# DATA ROWS
───

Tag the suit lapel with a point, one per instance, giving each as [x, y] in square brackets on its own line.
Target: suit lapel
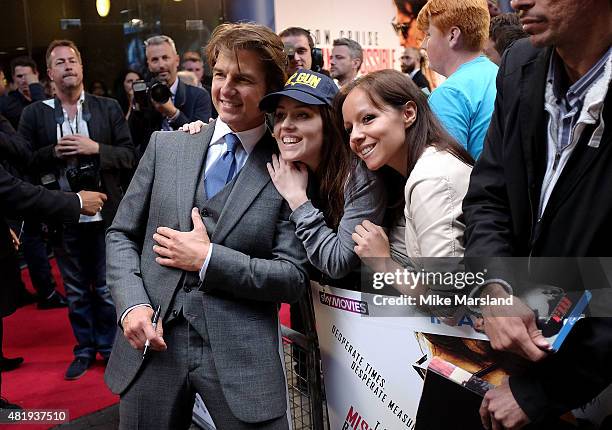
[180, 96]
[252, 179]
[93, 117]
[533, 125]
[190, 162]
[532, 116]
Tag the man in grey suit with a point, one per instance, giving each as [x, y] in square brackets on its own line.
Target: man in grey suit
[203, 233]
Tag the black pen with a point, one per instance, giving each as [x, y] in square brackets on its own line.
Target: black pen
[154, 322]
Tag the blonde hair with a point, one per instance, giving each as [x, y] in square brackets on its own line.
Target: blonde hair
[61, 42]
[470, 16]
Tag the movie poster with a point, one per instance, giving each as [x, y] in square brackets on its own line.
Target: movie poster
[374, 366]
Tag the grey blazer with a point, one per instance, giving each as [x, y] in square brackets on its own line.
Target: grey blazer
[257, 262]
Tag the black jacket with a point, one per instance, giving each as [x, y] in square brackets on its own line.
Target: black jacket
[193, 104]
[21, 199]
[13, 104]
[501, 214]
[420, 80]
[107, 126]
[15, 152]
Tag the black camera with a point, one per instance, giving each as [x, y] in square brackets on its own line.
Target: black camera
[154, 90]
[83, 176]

───

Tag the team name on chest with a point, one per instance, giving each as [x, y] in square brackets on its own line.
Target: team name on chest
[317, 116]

───

# WORK TO BE COMPLETED
Count the lines in the records that contain the word "Target", with case counting, and give only that number.

# COMPLETED TASK
9